== To do ==
In the listing below, find the line that contains "Now, detect the reflection" and the line that contains "Now, detect the sky visible above.". Quote both and every line between them, exactly, and nothing more.

━━━ Given records ━━━

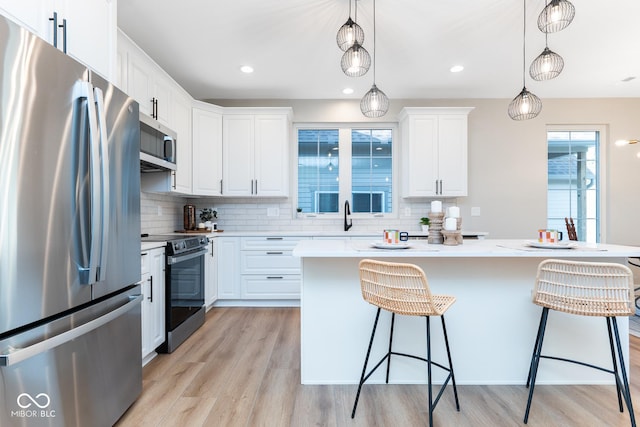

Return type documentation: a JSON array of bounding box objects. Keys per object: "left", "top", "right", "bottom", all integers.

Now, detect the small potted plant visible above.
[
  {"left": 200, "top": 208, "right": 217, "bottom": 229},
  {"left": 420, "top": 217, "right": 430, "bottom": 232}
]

━━━
━━━ Given records ━━━

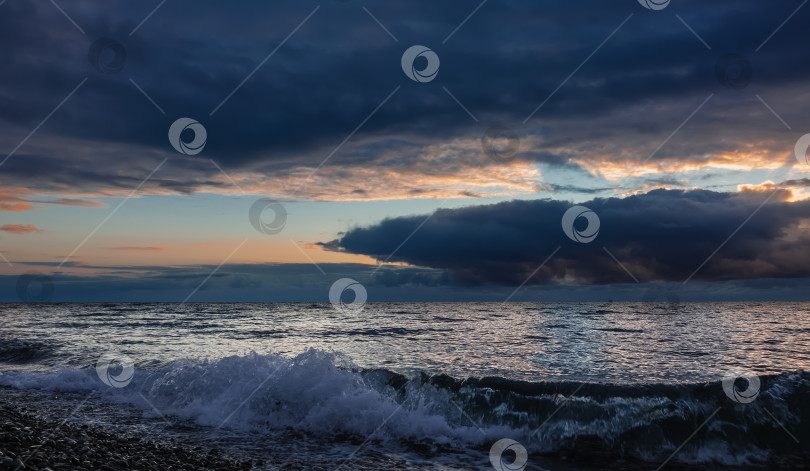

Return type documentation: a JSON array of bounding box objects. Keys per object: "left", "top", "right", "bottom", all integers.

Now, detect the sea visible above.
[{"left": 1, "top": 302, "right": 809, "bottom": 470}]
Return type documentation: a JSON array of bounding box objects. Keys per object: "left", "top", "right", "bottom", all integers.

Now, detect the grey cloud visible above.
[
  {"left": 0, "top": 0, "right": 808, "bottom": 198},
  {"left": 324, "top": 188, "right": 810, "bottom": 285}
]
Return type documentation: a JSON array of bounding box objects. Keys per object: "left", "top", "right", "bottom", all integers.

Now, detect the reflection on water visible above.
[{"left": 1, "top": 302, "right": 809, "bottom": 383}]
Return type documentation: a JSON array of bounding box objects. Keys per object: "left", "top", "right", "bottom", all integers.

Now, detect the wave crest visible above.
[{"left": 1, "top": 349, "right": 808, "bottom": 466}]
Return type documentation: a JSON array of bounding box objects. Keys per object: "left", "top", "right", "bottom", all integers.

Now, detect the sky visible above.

━━━
━━━ Given records ━━━

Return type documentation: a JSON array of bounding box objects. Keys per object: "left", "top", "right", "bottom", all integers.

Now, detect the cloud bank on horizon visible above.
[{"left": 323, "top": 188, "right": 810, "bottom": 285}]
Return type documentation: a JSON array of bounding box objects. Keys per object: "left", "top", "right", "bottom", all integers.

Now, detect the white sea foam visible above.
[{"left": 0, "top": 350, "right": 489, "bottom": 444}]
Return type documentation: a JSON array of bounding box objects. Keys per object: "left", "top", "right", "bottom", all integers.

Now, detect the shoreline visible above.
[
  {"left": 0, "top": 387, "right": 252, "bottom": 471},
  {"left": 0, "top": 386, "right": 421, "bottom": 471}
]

━━━

== Completed task ==
Now, detect the reflection on water visible above.
[{"left": 1, "top": 302, "right": 809, "bottom": 383}]
Return type documentation: a JSON array of bounding box objects. Keys per object: "left", "top", "right", "bottom", all integers.

Now, detect the wave crest visible above.
[{"left": 1, "top": 349, "right": 808, "bottom": 466}]
Return type documentation: a JSON array of bounding box objects. Keys per object: "left", "top", "right", "bottom", all integers.

Now, detect the sky visible above.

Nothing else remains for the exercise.